Work to be completed ::
When you reproduce the data, keep every word exactly as it stands and leave the pictures out.

----------------------------------------

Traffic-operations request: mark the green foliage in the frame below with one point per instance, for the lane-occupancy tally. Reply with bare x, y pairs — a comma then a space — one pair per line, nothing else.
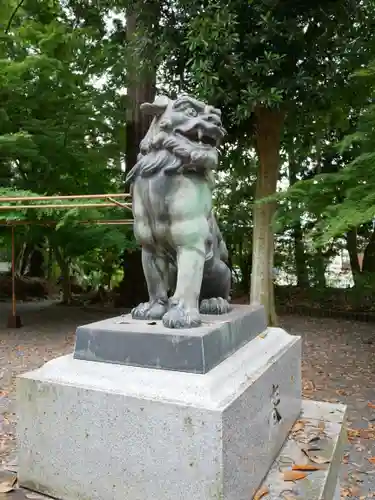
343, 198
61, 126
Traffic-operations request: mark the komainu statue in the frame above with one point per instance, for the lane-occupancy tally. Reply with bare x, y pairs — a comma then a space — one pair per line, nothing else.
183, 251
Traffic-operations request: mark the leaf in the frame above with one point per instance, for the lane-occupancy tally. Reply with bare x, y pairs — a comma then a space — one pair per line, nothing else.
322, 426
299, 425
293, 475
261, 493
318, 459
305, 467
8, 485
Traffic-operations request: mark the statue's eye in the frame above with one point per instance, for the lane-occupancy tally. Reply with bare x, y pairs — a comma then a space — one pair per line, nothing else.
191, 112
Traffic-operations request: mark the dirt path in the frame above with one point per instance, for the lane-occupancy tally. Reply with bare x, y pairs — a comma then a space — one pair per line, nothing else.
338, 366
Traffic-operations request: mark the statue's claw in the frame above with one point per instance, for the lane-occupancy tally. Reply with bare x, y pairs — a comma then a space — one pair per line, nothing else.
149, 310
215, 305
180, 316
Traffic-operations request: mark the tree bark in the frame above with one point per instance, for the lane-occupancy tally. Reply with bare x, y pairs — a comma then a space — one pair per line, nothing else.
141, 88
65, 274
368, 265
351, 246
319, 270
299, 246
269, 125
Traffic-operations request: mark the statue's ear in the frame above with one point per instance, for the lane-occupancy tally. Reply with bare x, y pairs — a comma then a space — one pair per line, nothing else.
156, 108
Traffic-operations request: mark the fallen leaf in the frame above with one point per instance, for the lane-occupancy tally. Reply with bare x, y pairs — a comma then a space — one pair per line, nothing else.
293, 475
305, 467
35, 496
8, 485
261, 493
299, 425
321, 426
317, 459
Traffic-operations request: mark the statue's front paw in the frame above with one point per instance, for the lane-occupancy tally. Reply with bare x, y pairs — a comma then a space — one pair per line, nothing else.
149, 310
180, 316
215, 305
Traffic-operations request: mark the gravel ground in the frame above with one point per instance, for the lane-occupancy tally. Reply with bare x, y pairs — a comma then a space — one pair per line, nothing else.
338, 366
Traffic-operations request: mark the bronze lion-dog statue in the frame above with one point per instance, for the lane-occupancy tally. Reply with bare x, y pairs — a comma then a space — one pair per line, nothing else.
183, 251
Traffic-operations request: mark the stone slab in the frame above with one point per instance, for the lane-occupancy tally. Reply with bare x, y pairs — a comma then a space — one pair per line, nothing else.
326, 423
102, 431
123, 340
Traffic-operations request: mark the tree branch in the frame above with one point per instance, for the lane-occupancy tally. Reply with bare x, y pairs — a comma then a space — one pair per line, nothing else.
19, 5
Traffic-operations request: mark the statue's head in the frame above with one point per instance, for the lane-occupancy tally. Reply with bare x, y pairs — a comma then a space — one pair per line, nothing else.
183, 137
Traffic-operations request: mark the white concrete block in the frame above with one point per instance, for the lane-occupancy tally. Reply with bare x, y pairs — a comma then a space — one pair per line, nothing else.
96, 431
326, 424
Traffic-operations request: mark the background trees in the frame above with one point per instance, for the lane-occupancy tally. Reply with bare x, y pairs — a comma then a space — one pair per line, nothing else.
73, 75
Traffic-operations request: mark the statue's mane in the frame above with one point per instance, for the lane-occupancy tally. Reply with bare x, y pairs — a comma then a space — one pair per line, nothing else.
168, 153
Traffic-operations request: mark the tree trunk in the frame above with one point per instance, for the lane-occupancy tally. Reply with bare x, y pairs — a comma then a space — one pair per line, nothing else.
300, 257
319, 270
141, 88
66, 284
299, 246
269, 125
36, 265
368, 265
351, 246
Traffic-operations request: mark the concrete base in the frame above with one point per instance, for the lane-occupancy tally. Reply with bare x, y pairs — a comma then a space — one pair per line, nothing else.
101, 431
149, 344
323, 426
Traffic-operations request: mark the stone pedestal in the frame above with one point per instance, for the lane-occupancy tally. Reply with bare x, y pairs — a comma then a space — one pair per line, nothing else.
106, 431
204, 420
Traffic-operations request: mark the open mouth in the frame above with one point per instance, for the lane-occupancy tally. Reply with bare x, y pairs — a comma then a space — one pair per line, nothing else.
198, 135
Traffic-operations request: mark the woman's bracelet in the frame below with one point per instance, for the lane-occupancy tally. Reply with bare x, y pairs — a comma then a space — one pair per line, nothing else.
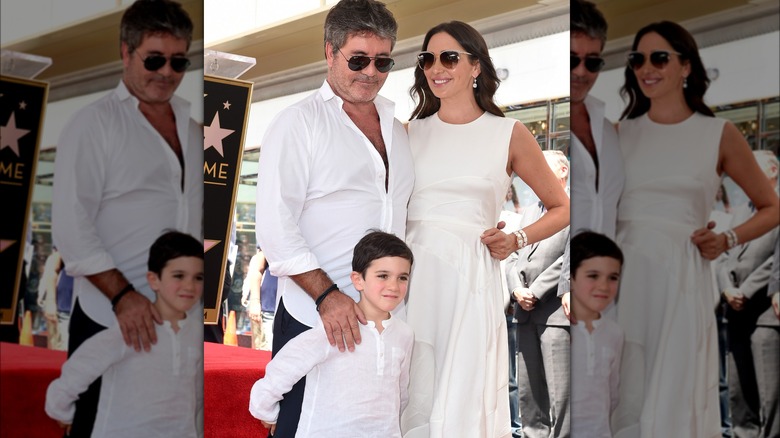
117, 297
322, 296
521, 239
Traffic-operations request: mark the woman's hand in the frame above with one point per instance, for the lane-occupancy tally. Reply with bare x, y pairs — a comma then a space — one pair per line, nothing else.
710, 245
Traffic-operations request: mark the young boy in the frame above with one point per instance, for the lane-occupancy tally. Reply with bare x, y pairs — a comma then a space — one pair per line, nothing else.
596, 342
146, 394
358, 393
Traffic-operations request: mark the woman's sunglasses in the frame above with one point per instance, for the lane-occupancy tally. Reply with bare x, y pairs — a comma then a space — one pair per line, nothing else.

----------------------------------------

Exercise output ::
Traffic-operations request: mark the green foliage in the frame below with one point per instance, for the lane-occupancy tally. Reply with bare x, y pairs — a comma then a space — one pair per line, nothing else.
343, 198
61, 126
Traffic-operations request: mark the komainu statue in the frame above with one point per instance, for the lane-occupancy tally. Reply with bare x, y pairs — a comma then a space — one pair per line, nothing else.
183, 251
Traffic-operations request: mark the leaf in the frame above with one point per instance, for the lane-occupancy tally. Reply with bare x, y pairs — a comma then a space — one pair per line, nothing else.
322, 426
299, 425
293, 475
261, 493
318, 459
305, 467
8, 485
Traffic-operations request: mark the statue's eye in the frame above with one point per instance, for the lane-occupancy tally. Reply with bare x, y pairs — a comma then a space — one pair per line, nothing else.
191, 112
Traffic-operations request: mark the dirt path in the frame above with one point per instance, for the lane-occupancy tally. Reply with bare x, y pairs — a comma then a space — one pair per line, nothing else.
338, 366
Traffic-operations request: mark the statue's claw in the frame above with one point per instance, for the lane-occupancy tally. Reply with bare x, y pairs — a comma then a space — one pair per line, nothing else.
149, 310
215, 305
180, 316
Traffic-operations request: mark the tree bark in the frame above with one point per instance, for the lane-occupancy tally. Reply with bare x, y pairs — a comma then a space — one pair per line, nothing else.
141, 88
65, 274
368, 265
351, 246
319, 270
299, 246
269, 125
Traffic-operations request: mark the statue's ear in the frame above with one point per instance, for the lane-occupancy tally. Reply with bare x, y pairs — a comma then a space — one pair per line, nothing else.
156, 108
Traffic-operations request: mark the fallen leaf in the frame above with one point per instance, for the lane-occupancy tally. Reply with bare x, y pairs — a comma then a space — one pair per line, nothing else.
293, 475
305, 467
35, 496
8, 485
261, 493
299, 425
321, 426
317, 459
Traffic-operations request: mark the statue's front paw in the frame above with one point per instance, for the lane-occupancy tally. Reply with bare x, y pairs — a comma then a space — one pair per line, nothing else.
149, 310
180, 316
215, 305
Traffic-operations request: mark the gravel ground in the frame above with one point per instance, for the lane-occupancy tally. Reply with bare x, y pairs — a comma then a space — one pair per line, nothing else.
338, 366
Traffic-operations request: mark the bronze lion-dog statue in the frame above with one point per instance, for the lane-occupancy tally. Reply with bare x, y pairs — a comma then a space — one pair per line, nothing else.
183, 251
Traffic-operations request: mark the stone slab in the frame above with one point per instance, for the lane-occupancy tally. Reply with bare x, y pairs — a comma then a space — one pair per line, nothing else.
326, 423
102, 431
123, 340
Traffic-operations request: mark the tree branch in the frame above with one point per instance, for the lane-occupancy tally. Reply with bare x, y pairs — a comma then a space — one pair per line, nothing else.
19, 5
Traffic-operations request: mark the statue's head in the frame above with one point per instance, for the lane-occupancy tally. Reply with bare x, y pairs — a comma then a space — one pair per line, nothing else.
183, 137
Traffic-operations request: mark the white concrete block in the frame above with one point per instance, for the lane-occupancy tally. Reply with bare x, y pairs — a comma then a space — one pair per line, nothing else.
96, 431
326, 424
Traffic-operations request: mark the background trees in the frame above with one point per instance, for the lane-occupancy tally. Reply with bare x, y pairs — a comma then a space — one pair per line, nothing else.
73, 75
Traffic-operations request: mark the statue's mane in the frame above with one point per instance, for the lane-occupancy tally. Reply with bare x, y pairs — a comma then a space — one pair per line, nothing else.
168, 153
Traffic-operations request: mark the tree trunk in the frame above with one point per instance, for the lane-occupancy tally. Reply with bare x, y pairs — a comma then a space — one pair per line, nothing else.
300, 257
319, 270
141, 88
66, 284
299, 246
269, 125
36, 265
368, 265
351, 246
Traffic-operations request: mark the concrete base in the frame above with one point per instance, for the lane-occupancy tally. Reply with bare x, y pairs — a comma then a space — one pair per line, nothing else.
101, 431
149, 344
323, 426
Traffic-operations request: mark the stone pedestal in the frame above with one point per instance, for the lane-occupancy tally. Reply with bare x, y pairs — a comma then a space — one pair per line, nothing else.
106, 431
204, 420
Traffic-operations request: mark the open mouth in the frame above with one point per instance, for the lane-occupancy tally. Reply with bare x, y pairs — a comma then a space — one pair per line, nothing else.
198, 135
Traffic-operations request: mark the woman's bracelet in the frame below with one point per instance, for the lane-occupancy tally. Reply with bare x, y pairs — a comma then a space — one pair per line, nothing else.
117, 297
322, 296
521, 239
Traffic-operations request: mark the woman's hand in the frame above with one point per instance, for the lane-occupancy tally. Reply with bare x, y pairs — a comma then a space — one pair per line, nothing else.
710, 245
Traffic-operations request: mark the young boy in the frame above with one point per instance, for the lane-occupancy tally. Reply with bare x, y pairs — a comma then a space — one pair per line, nothing else.
596, 342
146, 394
358, 393
Traffic-operations request: mark the woman's sunglasses in the frame above with one point per instance, for the lane-occupancy tally. Reply with bare x, y pairs — a comma then a space — one pair per line, nothing else.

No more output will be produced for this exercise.